> [Given request]: Show every line in the items below that contains the string "canopy".

> [Raw records]:
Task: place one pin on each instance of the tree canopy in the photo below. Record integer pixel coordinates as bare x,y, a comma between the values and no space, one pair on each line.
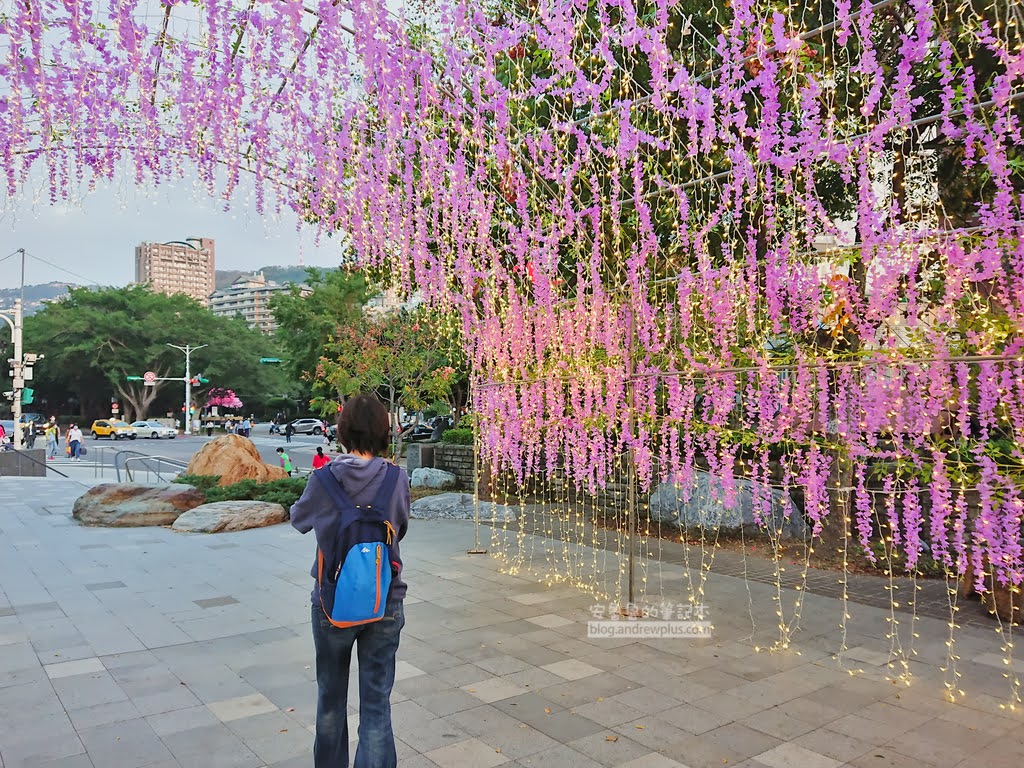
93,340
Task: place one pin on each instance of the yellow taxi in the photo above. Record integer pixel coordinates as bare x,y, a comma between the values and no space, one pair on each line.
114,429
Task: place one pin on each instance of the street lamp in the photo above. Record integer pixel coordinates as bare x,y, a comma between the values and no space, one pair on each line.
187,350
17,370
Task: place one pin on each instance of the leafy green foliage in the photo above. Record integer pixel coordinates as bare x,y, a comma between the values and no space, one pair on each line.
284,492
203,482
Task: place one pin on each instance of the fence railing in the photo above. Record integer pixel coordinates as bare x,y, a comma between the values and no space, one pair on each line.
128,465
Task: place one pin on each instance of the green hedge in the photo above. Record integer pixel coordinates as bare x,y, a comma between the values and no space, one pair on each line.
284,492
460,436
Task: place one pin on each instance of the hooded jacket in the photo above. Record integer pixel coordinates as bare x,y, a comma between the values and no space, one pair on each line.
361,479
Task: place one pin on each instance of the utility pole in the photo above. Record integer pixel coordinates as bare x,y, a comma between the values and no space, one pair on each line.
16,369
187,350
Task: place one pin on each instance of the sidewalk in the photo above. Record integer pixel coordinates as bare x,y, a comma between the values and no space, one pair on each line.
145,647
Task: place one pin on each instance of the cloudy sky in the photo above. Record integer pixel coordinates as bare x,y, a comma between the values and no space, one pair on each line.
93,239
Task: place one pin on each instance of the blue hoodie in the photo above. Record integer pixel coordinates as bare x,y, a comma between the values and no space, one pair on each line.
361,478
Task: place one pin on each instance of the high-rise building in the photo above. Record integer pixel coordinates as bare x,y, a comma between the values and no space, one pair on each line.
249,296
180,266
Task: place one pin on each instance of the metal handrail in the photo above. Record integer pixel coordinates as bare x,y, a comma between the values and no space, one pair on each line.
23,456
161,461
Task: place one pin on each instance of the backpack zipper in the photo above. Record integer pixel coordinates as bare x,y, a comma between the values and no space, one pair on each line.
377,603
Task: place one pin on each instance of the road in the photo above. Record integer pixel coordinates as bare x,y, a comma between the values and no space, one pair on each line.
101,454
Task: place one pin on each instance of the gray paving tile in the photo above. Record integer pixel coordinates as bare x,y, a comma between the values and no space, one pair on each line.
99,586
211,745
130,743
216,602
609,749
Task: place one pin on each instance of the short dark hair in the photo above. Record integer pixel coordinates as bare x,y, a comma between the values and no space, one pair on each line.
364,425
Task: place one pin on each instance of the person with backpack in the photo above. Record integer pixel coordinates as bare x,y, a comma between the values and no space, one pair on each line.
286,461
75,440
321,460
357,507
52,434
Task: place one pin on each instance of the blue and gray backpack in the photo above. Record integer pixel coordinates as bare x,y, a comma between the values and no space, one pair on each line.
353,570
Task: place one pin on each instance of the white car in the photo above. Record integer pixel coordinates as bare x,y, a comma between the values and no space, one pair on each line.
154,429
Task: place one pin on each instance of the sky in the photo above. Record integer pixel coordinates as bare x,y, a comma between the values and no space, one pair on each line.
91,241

--

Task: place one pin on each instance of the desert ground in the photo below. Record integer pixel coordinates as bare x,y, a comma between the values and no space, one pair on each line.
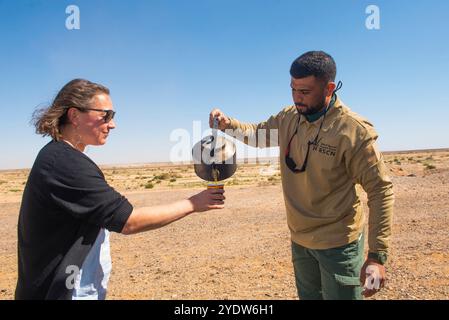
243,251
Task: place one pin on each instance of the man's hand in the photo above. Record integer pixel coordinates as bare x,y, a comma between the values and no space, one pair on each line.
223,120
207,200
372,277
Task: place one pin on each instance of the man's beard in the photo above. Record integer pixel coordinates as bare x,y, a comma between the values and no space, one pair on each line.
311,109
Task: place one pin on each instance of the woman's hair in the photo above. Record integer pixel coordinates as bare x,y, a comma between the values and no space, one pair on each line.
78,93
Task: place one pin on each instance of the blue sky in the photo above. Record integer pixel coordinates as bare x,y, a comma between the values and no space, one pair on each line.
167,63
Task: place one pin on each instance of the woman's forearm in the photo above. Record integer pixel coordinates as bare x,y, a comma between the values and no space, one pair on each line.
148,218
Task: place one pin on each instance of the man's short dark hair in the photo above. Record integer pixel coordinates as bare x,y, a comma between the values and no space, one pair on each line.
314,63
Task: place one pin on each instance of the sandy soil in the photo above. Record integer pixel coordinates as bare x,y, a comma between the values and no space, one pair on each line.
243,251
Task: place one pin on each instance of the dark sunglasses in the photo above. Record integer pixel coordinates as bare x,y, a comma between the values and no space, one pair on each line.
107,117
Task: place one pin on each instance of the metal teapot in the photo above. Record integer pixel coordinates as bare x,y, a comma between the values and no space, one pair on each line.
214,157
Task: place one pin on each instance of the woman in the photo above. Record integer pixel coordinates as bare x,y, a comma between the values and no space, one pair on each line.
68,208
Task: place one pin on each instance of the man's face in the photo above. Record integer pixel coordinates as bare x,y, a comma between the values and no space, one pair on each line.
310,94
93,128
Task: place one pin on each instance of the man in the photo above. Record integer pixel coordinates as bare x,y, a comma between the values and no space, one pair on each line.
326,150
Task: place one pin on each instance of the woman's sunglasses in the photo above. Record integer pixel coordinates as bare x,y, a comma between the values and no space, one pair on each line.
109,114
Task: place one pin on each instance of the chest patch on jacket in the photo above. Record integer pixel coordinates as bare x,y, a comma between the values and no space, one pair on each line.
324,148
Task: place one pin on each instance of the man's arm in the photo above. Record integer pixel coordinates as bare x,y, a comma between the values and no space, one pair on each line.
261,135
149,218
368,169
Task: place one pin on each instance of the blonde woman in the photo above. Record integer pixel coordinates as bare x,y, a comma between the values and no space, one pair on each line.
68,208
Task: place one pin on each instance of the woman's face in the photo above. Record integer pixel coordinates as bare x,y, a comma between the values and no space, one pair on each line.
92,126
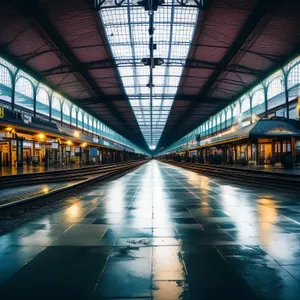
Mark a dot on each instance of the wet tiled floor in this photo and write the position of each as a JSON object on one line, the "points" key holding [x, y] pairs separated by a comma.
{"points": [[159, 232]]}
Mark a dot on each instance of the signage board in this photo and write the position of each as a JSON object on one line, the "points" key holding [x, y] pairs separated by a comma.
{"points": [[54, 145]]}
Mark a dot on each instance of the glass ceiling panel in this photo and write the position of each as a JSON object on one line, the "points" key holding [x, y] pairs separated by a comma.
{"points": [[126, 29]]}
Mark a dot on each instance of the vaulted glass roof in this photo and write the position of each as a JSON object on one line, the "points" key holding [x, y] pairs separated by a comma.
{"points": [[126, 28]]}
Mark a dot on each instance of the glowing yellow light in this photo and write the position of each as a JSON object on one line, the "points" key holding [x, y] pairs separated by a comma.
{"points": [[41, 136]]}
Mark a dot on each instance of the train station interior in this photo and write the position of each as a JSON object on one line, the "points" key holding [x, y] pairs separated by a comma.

...

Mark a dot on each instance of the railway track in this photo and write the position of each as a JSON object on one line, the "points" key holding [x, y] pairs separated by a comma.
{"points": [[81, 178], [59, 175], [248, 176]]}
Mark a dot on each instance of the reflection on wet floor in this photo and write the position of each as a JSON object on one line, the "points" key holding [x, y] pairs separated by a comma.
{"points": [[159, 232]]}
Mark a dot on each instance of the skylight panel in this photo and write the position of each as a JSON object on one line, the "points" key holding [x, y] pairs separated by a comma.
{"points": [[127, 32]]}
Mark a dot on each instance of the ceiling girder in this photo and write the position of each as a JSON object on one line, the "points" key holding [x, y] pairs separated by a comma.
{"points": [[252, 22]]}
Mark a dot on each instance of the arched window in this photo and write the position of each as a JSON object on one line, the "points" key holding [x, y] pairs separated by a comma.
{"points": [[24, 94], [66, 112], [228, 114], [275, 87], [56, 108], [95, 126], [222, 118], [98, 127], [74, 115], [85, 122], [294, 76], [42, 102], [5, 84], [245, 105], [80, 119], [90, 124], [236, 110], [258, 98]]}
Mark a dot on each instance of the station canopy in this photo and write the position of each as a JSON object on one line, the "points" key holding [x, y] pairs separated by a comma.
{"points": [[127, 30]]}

> [Written response]:
Task: place one pin on each instance of the tree canopy in the photo below. Record integer pixel coordinates as bare x,y, a comma between the values and no space, one pair on each line.
Mark a dot on each instance of the station canopy in this photo and write the position of each as a JSON object on one line, the "points" key holding [x, y] pairs separated by a comma.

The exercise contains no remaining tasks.